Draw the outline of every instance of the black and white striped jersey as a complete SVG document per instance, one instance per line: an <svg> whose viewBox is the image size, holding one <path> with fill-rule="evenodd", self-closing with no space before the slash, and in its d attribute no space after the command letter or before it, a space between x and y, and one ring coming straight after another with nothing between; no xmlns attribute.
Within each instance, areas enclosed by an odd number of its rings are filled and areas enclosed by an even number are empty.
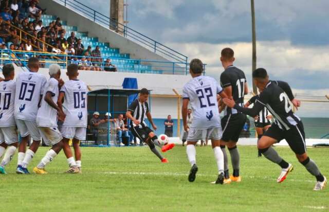
<svg viewBox="0 0 329 212"><path fill-rule="evenodd" d="M259 94L254 96L248 101L249 104L253 104L255 102L257 99L259 99ZM259 112L258 114L258 119L255 120L255 123L270 123L271 121L266 118L266 117L270 115L268 112L268 110L265 107Z"/></svg>
<svg viewBox="0 0 329 212"><path fill-rule="evenodd" d="M243 108L235 104L234 108L247 115L254 117L266 107L275 118L275 124L284 130L289 130L301 122L301 119L292 110L289 98L276 83L269 81L260 94L252 108Z"/></svg>
<svg viewBox="0 0 329 212"><path fill-rule="evenodd" d="M137 98L132 102L127 110L132 112L132 115L134 118L140 121L140 124L138 126L140 128L147 126L144 120L146 117L147 113L150 111L149 104L147 101L141 103ZM136 127L136 125L133 121L130 122L130 126L132 127Z"/></svg>
<svg viewBox="0 0 329 212"><path fill-rule="evenodd" d="M221 85L223 89L229 86L232 86L232 96L235 103L243 107L245 96L245 83L247 79L245 73L236 67L231 65L228 66L221 75ZM234 108L226 107L224 115L234 114L238 111Z"/></svg>

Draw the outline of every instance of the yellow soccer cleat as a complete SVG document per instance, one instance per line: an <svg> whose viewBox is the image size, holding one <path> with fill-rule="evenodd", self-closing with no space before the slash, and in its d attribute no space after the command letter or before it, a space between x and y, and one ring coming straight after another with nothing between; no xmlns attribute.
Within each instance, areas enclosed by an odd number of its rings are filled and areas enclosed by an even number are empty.
<svg viewBox="0 0 329 212"><path fill-rule="evenodd" d="M48 172L46 171L45 169L39 169L37 167L35 167L33 168L33 172L36 174L48 174Z"/></svg>
<svg viewBox="0 0 329 212"><path fill-rule="evenodd" d="M241 182L241 176L234 176L233 175L231 175L230 176L230 179L231 179L231 181L239 183Z"/></svg>

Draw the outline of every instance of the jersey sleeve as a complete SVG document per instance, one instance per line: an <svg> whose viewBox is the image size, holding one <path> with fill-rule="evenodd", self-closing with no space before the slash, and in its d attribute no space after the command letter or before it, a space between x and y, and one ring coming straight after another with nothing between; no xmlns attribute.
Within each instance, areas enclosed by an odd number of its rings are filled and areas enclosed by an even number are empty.
<svg viewBox="0 0 329 212"><path fill-rule="evenodd" d="M230 80L230 77L225 72L221 75L221 85L222 85L222 86L224 89L232 85L231 84L231 81Z"/></svg>

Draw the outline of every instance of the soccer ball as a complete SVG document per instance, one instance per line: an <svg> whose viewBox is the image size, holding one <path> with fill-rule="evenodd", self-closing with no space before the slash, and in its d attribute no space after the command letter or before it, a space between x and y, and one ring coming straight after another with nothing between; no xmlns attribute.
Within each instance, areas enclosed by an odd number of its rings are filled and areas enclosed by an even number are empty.
<svg viewBox="0 0 329 212"><path fill-rule="evenodd" d="M169 142L168 136L164 134L160 135L158 138L158 140L162 146L167 145L168 144L168 142Z"/></svg>

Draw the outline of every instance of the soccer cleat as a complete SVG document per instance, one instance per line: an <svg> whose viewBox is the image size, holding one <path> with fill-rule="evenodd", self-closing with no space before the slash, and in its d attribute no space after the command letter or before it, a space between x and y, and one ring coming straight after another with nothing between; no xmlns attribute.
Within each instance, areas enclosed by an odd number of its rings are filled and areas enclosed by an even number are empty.
<svg viewBox="0 0 329 212"><path fill-rule="evenodd" d="M280 174L279 178L278 178L278 180L277 180L277 182L279 183L282 183L287 178L287 175L289 173L289 172L291 172L294 170L294 166L290 164L289 164L289 166L288 168L285 169L282 169L281 171L281 173Z"/></svg>
<svg viewBox="0 0 329 212"><path fill-rule="evenodd" d="M175 147L174 144L168 144L167 145L163 146L162 148L161 148L161 151L162 151L162 152L166 152L167 151L173 148L174 147Z"/></svg>
<svg viewBox="0 0 329 212"><path fill-rule="evenodd" d="M46 171L45 169L39 169L37 167L35 167L33 168L33 172L37 174L48 174L48 172Z"/></svg>
<svg viewBox="0 0 329 212"><path fill-rule="evenodd" d="M231 180L231 182L236 182L237 183L240 183L241 182L241 176L234 176L231 175L230 176L230 180Z"/></svg>
<svg viewBox="0 0 329 212"><path fill-rule="evenodd" d="M30 173L29 170L26 168L23 168L21 165L19 165L16 169L16 173L17 174L28 174Z"/></svg>
<svg viewBox="0 0 329 212"><path fill-rule="evenodd" d="M0 166L0 174L7 174L7 172L5 170L5 168L2 166Z"/></svg>
<svg viewBox="0 0 329 212"><path fill-rule="evenodd" d="M197 172L197 166L196 166L196 164L193 164L191 168L191 170L190 170L190 174L189 174L189 181L192 182L194 182L195 180L195 175L196 174L196 172Z"/></svg>
<svg viewBox="0 0 329 212"><path fill-rule="evenodd" d="M313 189L314 191L319 191L320 190L322 190L325 186L327 185L327 179L325 178L325 176L323 176L324 178L324 180L322 182L317 182L317 184L315 184L315 187Z"/></svg>
<svg viewBox="0 0 329 212"><path fill-rule="evenodd" d="M169 163L167 158L163 158L161 160L161 163L163 163L164 164L166 164L167 163Z"/></svg>

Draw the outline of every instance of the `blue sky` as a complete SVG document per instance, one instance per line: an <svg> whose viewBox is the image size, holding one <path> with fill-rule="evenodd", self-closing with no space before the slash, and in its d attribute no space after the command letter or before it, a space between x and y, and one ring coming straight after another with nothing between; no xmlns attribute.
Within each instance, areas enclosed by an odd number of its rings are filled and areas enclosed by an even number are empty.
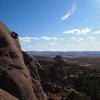
<svg viewBox="0 0 100 100"><path fill-rule="evenodd" d="M100 0L2 0L0 20L23 50L100 51Z"/></svg>

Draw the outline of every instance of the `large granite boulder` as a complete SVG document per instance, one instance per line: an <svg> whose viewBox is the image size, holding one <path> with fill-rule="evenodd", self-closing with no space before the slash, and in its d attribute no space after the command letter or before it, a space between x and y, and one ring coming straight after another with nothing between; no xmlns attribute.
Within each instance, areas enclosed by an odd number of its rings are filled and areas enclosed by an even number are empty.
<svg viewBox="0 0 100 100"><path fill-rule="evenodd" d="M0 22L0 89L19 100L47 100L37 66L35 60L22 52L18 38ZM10 100L0 95L1 99Z"/></svg>

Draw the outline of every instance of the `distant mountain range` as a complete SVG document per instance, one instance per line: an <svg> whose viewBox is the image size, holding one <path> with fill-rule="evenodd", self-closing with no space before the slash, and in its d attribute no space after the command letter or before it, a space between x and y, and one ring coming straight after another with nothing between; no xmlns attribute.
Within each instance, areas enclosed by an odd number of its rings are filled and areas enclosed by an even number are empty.
<svg viewBox="0 0 100 100"><path fill-rule="evenodd" d="M97 56L100 57L100 51L27 51L34 56L54 57L61 55L63 57Z"/></svg>

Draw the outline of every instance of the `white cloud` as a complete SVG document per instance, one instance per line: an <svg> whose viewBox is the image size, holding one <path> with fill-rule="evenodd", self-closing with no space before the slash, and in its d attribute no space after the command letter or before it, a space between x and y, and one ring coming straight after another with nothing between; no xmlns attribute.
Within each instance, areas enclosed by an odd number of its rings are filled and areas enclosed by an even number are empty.
<svg viewBox="0 0 100 100"><path fill-rule="evenodd" d="M50 45L54 45L54 46L56 46L56 45L58 45L58 43L50 43Z"/></svg>
<svg viewBox="0 0 100 100"><path fill-rule="evenodd" d="M64 31L63 33L81 35L81 34L87 34L90 31L91 31L90 28L84 28L84 29L72 29L72 30Z"/></svg>
<svg viewBox="0 0 100 100"><path fill-rule="evenodd" d="M74 40L74 41L80 42L80 41L83 41L84 39L83 39L83 38L72 37L71 40Z"/></svg>
<svg viewBox="0 0 100 100"><path fill-rule="evenodd" d="M95 37L88 37L87 39L96 40Z"/></svg>
<svg viewBox="0 0 100 100"><path fill-rule="evenodd" d="M94 32L94 34L100 34L100 31L96 31L96 32Z"/></svg>
<svg viewBox="0 0 100 100"><path fill-rule="evenodd" d="M63 38L57 38L57 37L21 37L19 38L20 42L32 42L32 40L63 40Z"/></svg>
<svg viewBox="0 0 100 100"><path fill-rule="evenodd" d="M40 39L42 39L42 40L51 40L51 38L47 37L47 36L40 37Z"/></svg>
<svg viewBox="0 0 100 100"><path fill-rule="evenodd" d="M32 38L31 37L23 37L23 38L19 38L20 42L31 42Z"/></svg>
<svg viewBox="0 0 100 100"><path fill-rule="evenodd" d="M74 1L74 2L73 2L72 8L67 12L66 15L64 15L64 16L61 18L61 20L63 21L63 20L65 20L65 19L68 19L68 18L75 12L75 10L76 10L76 3L75 3L75 1Z"/></svg>

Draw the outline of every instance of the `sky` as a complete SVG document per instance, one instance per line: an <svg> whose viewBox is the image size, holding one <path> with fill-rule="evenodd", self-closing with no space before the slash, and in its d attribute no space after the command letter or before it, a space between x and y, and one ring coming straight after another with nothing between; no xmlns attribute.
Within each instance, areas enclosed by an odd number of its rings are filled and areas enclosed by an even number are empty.
<svg viewBox="0 0 100 100"><path fill-rule="evenodd" d="M100 0L1 0L0 20L25 51L100 51Z"/></svg>

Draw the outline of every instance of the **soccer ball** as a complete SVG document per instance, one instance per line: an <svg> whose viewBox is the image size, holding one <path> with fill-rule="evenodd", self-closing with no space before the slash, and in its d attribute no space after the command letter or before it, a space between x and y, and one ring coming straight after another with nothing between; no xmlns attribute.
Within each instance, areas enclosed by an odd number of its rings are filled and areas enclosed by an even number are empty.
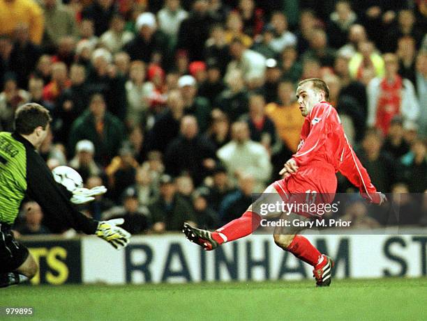
<svg viewBox="0 0 427 321"><path fill-rule="evenodd" d="M82 176L71 167L57 166L52 171L52 173L57 182L59 182L71 192L77 188L83 187Z"/></svg>

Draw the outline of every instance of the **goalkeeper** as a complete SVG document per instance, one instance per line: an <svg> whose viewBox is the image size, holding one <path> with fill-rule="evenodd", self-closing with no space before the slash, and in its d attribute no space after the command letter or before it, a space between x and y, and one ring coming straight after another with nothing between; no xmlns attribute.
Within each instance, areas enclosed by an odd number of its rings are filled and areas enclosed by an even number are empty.
<svg viewBox="0 0 427 321"><path fill-rule="evenodd" d="M49 131L47 109L35 103L20 107L15 116L15 132L0 132L0 287L17 284L37 272L28 249L14 240L12 225L22 200L36 201L43 210L43 223L53 232L70 228L94 234L116 249L126 246L130 235L117 226L122 219L98 221L77 210L61 185L57 183L43 159L37 152ZM79 189L72 201L82 203L106 189Z"/></svg>

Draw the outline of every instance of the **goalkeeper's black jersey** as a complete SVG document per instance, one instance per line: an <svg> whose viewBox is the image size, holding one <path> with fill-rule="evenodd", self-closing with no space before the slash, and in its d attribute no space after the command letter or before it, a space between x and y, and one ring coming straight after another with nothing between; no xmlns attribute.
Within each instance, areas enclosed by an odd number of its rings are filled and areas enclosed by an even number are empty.
<svg viewBox="0 0 427 321"><path fill-rule="evenodd" d="M95 233L97 221L70 202L34 146L17 133L0 132L0 224L13 224L26 196L40 205L43 224L52 231Z"/></svg>

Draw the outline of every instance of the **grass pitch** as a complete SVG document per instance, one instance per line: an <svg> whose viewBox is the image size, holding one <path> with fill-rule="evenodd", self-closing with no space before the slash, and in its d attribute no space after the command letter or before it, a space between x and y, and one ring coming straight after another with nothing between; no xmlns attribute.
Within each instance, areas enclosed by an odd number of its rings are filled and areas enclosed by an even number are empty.
<svg viewBox="0 0 427 321"><path fill-rule="evenodd" d="M110 286L15 286L0 306L34 320L426 320L427 278Z"/></svg>

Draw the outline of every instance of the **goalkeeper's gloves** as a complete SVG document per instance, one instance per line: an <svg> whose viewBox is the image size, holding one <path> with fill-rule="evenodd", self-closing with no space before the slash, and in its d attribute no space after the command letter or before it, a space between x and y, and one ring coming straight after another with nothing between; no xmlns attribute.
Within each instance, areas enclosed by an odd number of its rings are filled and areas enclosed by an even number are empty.
<svg viewBox="0 0 427 321"><path fill-rule="evenodd" d="M377 204L379 205L387 201L387 197L380 191L369 194L361 193L361 196L369 203L372 203L373 204Z"/></svg>
<svg viewBox="0 0 427 321"><path fill-rule="evenodd" d="M74 204L84 204L93 201L93 196L102 195L106 191L107 188L105 186L97 186L90 189L84 187L77 188L73 191L73 197L70 201Z"/></svg>
<svg viewBox="0 0 427 321"><path fill-rule="evenodd" d="M119 250L126 247L129 243L130 234L118 225L124 222L123 219L114 219L110 221L101 221L98 224L95 234L98 237L107 241L114 249Z"/></svg>

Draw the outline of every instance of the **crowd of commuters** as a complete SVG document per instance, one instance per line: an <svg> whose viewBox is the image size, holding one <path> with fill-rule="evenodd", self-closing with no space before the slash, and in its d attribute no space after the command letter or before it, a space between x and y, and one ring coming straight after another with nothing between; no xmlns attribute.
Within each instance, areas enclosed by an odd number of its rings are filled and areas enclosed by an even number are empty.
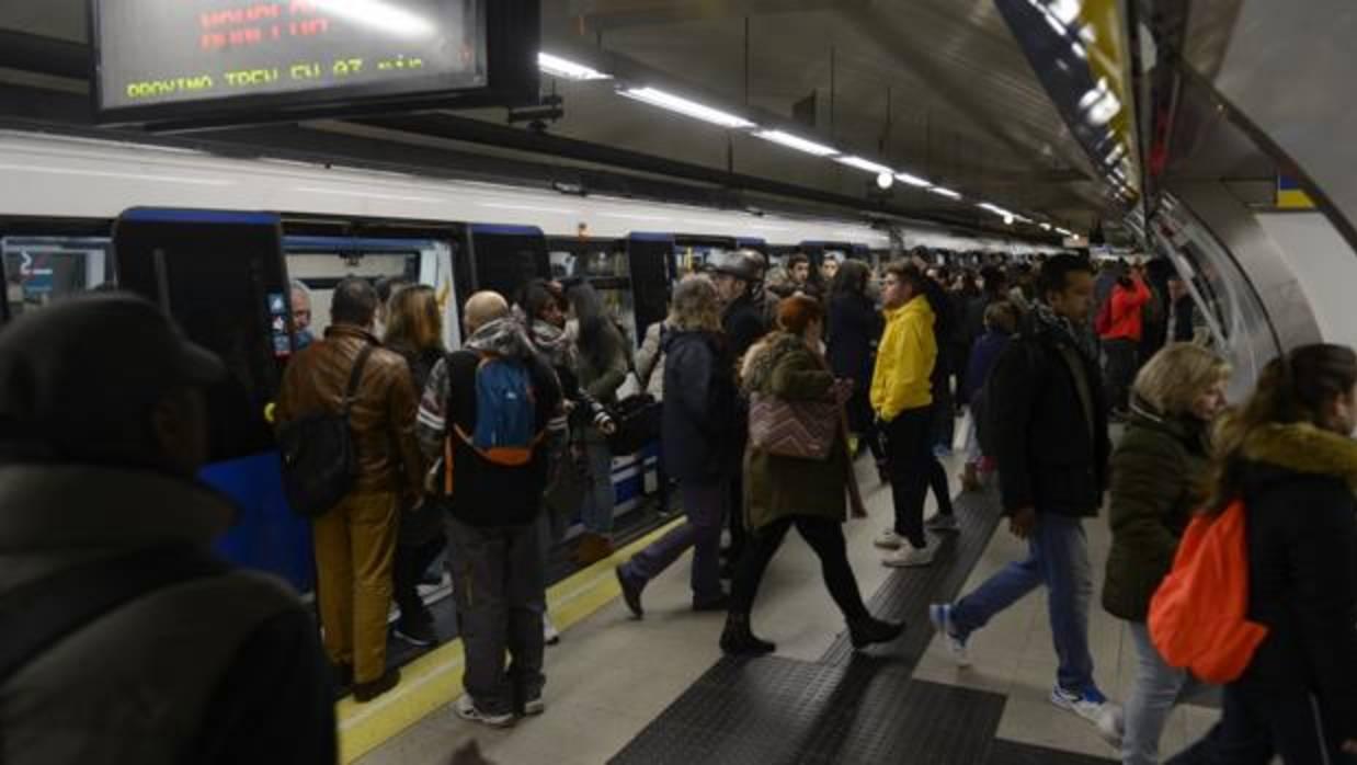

--------

* _Challenge_
Copy out, character for character, the part of the rows above that opens with the line containing "Draw the outline of every instance of the soccer cleat" and closes with the line containing "174L279 178L278 178L278", including both of those lines.

* _Worked answer_
Draw the outline of every instance of the soccer cleat as a complete SVG document per instance, one instance per line: an <svg> whose viewBox is the image size, holding one <path> with fill-rule="evenodd", self-closing with no space before the slash, and in its d attribute no space after the command letter or before it, a space between x and y, and one ring coming straight after another with nothing between; no xmlns attribute.
Within each instance, areas enclosed by an odd number of its rings are filled and areas enclosed by an even number are empty.
<svg viewBox="0 0 329 212"><path fill-rule="evenodd" d="M280 174L279 178L278 178L278 180L277 180L277 182L279 183L282 183L287 178L287 175L289 173L289 172L291 172L294 170L294 166L290 164L289 164L289 166L288 168L285 169L282 169L281 171L281 173Z"/></svg>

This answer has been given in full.